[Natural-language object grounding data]
══════════

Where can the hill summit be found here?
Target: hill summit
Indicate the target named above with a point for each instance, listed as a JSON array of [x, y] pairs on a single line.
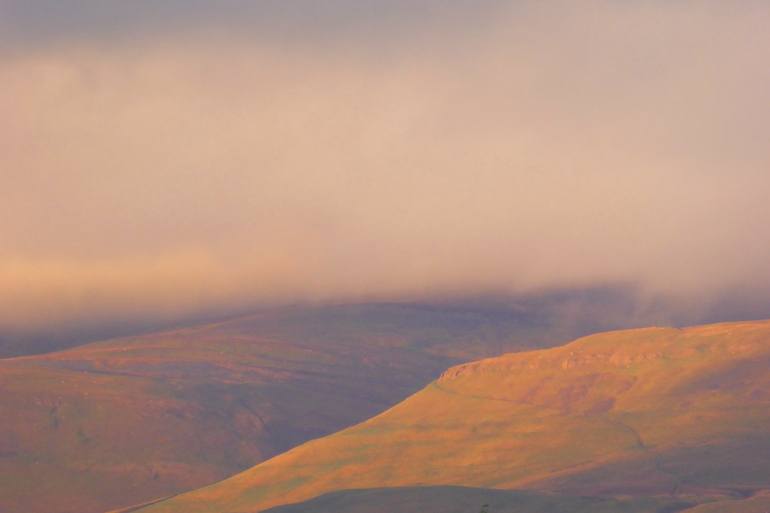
[[656, 412]]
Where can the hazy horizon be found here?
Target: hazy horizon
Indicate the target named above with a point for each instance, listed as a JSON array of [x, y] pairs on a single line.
[[184, 160]]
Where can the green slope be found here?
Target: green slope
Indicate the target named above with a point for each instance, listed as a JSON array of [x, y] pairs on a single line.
[[120, 422], [652, 412]]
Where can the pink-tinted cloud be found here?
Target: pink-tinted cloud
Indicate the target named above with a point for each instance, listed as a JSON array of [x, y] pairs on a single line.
[[567, 145]]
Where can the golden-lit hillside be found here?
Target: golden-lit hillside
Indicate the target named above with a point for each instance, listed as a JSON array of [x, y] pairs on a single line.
[[681, 413]]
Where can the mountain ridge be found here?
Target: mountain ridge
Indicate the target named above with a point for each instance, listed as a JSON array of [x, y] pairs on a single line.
[[650, 412]]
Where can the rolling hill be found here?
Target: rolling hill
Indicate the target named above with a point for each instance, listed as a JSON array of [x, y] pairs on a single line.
[[457, 499], [120, 422], [658, 412]]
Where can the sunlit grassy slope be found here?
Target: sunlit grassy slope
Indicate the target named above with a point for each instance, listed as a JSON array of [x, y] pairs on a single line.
[[650, 412], [124, 421]]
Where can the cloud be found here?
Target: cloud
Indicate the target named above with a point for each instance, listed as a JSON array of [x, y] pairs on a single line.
[[542, 147]]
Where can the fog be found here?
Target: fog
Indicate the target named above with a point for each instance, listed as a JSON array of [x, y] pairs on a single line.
[[160, 165]]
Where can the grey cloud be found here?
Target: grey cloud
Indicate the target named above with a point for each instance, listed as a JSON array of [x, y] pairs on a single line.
[[44, 22], [563, 145]]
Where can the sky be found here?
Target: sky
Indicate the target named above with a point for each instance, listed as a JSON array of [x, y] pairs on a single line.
[[166, 159]]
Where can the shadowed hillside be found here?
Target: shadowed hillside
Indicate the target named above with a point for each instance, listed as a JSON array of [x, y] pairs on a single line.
[[641, 413], [456, 499], [124, 421]]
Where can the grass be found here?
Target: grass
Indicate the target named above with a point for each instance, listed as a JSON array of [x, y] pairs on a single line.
[[638, 413]]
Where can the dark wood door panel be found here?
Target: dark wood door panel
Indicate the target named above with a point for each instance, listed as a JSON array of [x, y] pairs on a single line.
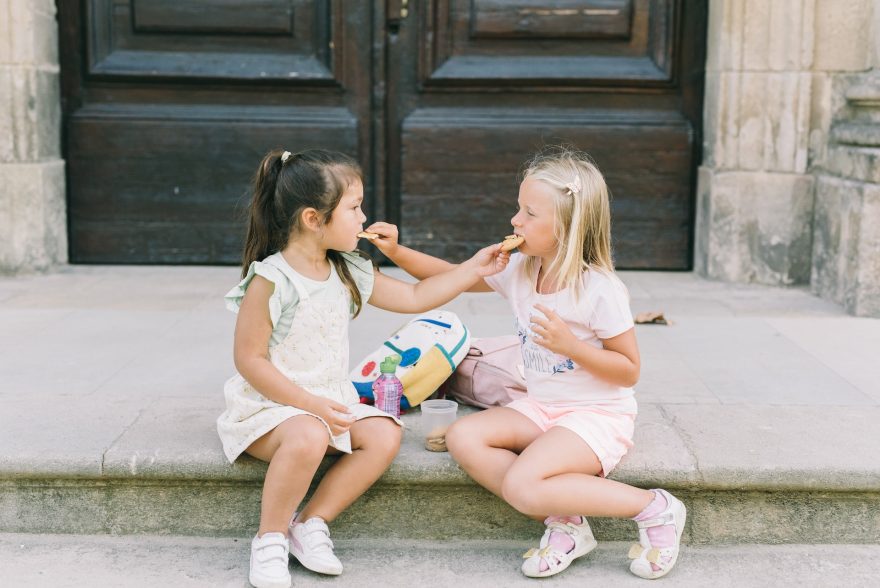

══════════

• **Problem to work on**
Please give back, exactly as it stands above, the stretch from the line with "Target: sunlit grassy slope" through the line with "Where can the fog be found here?", and no line outside it.

• **Solution for this exercise**
Target: sunlit grassy slope
Indicate the target named above with a point for each instance, listed as a JSON array of [x, y] pairs on a single line.
[[650, 412], [124, 421]]
Where can the cloud be found here?
Target: cloud
Indicate the target named above with a point for each instance, listed as a JSON array of [x, y] pairs on a single line.
[[542, 147]]
Where can the fog be found here?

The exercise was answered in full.